> [Task brief]:
Please transcribe, exactly, the line that contains "Locate the horse's head" and every line after it to the end of the records, and nothing else.

[Records shown Boundary: Start]

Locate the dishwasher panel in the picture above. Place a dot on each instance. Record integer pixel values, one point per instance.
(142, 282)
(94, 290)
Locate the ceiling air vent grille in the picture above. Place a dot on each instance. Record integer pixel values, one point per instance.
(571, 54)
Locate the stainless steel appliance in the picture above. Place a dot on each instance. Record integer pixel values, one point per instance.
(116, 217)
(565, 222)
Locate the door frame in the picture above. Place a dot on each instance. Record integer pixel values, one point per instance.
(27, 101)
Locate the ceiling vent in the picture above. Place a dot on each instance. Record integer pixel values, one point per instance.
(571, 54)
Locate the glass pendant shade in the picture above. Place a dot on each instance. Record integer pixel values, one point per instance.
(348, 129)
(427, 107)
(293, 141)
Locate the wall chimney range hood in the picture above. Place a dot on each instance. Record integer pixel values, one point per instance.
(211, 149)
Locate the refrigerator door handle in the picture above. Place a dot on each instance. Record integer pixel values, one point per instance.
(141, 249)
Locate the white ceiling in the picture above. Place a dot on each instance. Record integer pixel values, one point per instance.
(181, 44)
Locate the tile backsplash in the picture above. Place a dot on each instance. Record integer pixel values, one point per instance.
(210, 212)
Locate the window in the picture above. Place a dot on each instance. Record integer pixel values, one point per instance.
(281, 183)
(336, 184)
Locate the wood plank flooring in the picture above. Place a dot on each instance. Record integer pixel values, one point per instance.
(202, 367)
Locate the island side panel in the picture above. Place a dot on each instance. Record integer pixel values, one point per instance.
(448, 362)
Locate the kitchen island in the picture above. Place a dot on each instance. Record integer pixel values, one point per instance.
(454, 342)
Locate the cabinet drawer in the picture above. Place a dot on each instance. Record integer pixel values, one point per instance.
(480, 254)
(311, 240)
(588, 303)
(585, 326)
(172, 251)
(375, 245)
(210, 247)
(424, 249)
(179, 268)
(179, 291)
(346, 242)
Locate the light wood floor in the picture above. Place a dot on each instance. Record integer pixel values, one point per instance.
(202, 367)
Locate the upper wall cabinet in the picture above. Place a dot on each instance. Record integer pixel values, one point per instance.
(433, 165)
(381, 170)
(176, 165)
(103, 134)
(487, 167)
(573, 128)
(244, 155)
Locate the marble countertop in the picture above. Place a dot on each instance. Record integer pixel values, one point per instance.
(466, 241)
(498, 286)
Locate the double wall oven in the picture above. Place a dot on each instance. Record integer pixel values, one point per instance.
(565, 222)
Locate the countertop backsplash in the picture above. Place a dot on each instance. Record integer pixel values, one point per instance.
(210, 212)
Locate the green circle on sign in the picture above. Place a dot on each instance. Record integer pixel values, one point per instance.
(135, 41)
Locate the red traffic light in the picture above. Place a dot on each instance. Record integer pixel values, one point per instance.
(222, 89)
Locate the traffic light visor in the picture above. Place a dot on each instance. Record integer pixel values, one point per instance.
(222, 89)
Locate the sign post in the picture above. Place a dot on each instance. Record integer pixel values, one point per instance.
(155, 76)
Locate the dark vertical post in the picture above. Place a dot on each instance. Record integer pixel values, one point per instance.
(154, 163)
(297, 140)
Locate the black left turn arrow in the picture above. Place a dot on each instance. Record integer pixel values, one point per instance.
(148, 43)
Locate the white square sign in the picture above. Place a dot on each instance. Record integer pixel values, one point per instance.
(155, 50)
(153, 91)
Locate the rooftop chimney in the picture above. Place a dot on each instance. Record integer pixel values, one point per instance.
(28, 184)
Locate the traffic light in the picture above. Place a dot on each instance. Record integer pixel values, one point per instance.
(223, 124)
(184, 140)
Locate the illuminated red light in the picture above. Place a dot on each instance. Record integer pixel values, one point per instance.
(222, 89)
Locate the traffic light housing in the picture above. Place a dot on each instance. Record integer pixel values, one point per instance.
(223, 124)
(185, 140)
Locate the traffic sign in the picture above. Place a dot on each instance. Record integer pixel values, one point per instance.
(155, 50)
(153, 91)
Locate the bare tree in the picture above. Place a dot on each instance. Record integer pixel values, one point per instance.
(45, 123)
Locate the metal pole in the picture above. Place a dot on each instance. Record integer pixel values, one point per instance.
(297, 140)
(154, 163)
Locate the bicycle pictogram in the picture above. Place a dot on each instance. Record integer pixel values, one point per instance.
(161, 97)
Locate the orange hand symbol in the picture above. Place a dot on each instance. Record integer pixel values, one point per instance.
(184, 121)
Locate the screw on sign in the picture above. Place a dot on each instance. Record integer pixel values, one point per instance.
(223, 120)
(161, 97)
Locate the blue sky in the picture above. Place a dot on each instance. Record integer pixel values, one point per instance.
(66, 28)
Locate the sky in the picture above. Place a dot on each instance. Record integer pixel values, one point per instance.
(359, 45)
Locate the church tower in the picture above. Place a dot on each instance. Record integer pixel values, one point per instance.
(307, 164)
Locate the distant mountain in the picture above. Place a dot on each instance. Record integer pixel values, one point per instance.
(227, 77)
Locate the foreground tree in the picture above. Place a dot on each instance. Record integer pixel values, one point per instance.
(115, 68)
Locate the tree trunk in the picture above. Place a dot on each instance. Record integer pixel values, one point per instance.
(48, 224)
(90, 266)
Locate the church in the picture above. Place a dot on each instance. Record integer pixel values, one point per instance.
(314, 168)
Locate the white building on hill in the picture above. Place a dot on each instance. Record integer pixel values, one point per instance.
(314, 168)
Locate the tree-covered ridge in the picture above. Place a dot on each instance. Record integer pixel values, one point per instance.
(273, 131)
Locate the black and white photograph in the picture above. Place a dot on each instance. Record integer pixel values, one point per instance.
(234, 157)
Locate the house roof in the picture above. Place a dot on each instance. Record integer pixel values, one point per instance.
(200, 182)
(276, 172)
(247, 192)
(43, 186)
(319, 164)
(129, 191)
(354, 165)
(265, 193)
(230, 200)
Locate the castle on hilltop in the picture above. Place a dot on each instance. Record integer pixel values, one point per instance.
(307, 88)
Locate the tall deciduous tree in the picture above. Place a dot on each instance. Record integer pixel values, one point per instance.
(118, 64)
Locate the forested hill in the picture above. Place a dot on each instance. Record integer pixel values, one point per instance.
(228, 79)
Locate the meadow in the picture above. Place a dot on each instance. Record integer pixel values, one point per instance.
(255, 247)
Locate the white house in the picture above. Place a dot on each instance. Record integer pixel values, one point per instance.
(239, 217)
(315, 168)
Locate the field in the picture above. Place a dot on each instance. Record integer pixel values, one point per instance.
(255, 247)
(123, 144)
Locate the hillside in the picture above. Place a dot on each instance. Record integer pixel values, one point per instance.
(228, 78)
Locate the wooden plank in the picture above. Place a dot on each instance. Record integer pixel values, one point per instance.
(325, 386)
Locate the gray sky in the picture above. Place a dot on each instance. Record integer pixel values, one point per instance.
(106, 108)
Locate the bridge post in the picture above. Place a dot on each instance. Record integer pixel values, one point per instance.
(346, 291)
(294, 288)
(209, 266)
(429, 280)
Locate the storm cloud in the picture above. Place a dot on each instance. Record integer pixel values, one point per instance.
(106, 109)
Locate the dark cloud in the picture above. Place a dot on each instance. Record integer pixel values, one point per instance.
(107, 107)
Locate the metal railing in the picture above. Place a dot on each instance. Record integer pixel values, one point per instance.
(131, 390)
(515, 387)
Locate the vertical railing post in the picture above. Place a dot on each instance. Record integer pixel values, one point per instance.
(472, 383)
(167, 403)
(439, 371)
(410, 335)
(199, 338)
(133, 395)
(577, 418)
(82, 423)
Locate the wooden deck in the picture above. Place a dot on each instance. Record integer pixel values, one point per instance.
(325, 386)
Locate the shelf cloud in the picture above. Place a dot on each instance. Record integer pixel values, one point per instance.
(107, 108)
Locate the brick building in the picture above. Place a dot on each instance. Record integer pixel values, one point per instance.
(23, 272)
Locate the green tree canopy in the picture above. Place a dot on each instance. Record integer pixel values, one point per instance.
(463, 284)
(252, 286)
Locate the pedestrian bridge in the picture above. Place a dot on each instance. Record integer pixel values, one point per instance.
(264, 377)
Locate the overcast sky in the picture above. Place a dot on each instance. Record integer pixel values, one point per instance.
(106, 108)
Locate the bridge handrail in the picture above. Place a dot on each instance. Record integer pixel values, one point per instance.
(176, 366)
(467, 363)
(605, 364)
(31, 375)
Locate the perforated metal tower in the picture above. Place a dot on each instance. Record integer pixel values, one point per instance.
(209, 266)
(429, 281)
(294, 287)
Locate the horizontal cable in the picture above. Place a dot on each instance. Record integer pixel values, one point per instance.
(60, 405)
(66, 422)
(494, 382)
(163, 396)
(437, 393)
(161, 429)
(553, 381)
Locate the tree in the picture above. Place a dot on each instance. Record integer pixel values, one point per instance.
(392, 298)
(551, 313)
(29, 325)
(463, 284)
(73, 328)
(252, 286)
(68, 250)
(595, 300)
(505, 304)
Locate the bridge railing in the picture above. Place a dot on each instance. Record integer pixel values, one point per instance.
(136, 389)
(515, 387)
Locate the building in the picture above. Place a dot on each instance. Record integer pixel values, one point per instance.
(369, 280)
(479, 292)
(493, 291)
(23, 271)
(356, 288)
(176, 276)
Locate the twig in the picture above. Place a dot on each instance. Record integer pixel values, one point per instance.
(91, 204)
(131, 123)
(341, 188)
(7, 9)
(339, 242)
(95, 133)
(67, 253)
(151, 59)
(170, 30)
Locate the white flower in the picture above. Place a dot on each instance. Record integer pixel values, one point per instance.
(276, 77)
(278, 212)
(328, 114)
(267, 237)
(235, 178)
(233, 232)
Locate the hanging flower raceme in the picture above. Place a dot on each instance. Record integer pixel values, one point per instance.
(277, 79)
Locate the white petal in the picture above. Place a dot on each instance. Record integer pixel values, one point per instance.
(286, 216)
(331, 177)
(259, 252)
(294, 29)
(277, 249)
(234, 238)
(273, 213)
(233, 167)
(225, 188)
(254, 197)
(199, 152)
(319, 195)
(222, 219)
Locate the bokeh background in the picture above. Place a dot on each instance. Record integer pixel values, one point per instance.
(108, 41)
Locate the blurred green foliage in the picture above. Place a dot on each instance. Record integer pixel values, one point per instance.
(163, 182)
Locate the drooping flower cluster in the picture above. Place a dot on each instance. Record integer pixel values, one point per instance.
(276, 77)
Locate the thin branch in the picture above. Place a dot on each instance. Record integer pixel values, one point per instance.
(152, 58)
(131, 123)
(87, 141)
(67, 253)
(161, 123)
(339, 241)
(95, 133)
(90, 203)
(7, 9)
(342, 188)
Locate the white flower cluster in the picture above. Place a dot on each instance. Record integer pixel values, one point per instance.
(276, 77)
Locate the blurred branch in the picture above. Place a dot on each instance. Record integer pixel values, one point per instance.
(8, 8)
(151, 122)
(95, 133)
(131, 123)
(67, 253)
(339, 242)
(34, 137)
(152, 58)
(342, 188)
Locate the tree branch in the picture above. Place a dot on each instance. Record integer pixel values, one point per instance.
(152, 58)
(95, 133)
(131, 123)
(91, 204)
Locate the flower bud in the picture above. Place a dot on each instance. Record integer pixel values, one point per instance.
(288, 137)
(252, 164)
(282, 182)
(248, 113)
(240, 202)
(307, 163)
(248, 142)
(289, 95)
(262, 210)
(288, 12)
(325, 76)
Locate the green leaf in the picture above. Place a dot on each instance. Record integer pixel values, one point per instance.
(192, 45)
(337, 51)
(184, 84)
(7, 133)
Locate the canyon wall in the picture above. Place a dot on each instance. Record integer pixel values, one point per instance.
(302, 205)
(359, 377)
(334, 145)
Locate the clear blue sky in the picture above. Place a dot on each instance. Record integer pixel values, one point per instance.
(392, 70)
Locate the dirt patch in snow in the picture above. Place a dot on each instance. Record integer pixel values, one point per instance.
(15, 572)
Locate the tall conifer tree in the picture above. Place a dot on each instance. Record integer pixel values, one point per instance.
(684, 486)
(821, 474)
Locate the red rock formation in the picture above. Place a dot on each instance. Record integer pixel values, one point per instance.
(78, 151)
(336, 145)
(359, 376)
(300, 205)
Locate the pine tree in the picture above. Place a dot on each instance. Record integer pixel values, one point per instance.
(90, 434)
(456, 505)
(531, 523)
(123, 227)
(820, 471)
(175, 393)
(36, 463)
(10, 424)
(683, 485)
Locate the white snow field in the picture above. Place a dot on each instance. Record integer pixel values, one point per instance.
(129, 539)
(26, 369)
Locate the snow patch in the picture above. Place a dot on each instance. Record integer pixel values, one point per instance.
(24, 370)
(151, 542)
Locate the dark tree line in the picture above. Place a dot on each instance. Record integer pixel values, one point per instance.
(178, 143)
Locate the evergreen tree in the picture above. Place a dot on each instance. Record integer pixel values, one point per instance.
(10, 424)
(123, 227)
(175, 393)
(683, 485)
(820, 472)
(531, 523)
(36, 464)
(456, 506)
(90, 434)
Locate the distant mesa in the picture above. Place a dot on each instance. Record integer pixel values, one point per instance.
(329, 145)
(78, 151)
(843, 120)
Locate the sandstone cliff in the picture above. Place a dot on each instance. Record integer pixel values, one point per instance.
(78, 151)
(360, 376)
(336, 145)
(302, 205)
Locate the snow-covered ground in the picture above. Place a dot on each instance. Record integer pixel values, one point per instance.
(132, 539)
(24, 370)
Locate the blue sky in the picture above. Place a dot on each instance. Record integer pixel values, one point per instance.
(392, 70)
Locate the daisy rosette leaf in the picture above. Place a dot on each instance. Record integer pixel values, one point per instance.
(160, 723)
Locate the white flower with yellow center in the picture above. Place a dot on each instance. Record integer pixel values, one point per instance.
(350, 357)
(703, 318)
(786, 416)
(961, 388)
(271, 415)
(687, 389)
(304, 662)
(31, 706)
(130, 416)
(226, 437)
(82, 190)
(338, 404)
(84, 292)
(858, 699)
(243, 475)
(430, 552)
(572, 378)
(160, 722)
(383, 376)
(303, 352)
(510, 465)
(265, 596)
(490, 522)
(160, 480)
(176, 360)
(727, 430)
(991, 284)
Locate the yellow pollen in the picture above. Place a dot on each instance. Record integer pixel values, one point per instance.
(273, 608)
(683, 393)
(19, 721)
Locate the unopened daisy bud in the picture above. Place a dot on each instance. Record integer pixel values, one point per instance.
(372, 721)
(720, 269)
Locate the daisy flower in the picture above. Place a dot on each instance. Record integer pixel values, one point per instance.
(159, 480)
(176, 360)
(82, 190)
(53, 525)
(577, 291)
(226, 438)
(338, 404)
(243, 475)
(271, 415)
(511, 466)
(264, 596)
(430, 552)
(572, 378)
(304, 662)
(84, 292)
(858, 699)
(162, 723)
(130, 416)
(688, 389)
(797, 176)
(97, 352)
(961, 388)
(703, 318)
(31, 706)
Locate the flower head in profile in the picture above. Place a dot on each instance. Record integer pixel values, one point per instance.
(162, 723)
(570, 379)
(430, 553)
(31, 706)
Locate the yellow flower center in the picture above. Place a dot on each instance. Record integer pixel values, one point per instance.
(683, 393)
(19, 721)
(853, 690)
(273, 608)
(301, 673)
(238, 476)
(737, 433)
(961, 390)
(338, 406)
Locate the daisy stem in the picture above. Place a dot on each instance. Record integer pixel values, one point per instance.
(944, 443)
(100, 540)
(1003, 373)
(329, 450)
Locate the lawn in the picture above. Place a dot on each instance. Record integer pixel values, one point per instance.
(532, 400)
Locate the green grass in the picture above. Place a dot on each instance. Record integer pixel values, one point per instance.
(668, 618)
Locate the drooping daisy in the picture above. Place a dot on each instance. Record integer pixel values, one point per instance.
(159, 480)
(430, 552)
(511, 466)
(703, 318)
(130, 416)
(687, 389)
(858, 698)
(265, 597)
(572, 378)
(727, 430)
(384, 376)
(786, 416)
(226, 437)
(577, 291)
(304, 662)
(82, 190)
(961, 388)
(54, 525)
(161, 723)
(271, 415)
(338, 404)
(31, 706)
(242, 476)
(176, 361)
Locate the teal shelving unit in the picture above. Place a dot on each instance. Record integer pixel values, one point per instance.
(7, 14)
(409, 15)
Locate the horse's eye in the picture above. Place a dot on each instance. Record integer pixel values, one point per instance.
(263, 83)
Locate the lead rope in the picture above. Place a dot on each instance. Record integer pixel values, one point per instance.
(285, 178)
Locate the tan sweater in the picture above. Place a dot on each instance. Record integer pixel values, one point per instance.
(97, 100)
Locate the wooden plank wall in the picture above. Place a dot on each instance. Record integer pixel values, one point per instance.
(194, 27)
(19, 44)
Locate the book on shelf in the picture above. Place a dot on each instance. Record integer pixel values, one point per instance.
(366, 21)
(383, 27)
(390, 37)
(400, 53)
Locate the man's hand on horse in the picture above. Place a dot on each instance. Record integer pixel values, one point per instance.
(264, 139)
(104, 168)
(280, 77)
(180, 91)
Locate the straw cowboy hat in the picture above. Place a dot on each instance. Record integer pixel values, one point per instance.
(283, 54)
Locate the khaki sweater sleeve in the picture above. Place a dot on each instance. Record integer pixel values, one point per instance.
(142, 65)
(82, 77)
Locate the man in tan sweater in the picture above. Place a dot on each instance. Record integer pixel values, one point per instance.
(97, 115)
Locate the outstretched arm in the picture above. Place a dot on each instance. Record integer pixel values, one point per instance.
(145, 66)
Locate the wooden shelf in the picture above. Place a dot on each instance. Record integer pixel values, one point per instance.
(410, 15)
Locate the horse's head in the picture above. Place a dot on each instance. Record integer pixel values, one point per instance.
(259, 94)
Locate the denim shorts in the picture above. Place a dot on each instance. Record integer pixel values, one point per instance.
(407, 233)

[Records shown Boundary: End]

> [Reply to the task]:
Locate the horse's head in the picture above. Place a dot on each instance. Record integer pixel values, one point per instance.
(259, 94)
Locate the denim shorts in the picture above. Place a dot on each instance. Record integer pixel values, one point per instance.
(407, 233)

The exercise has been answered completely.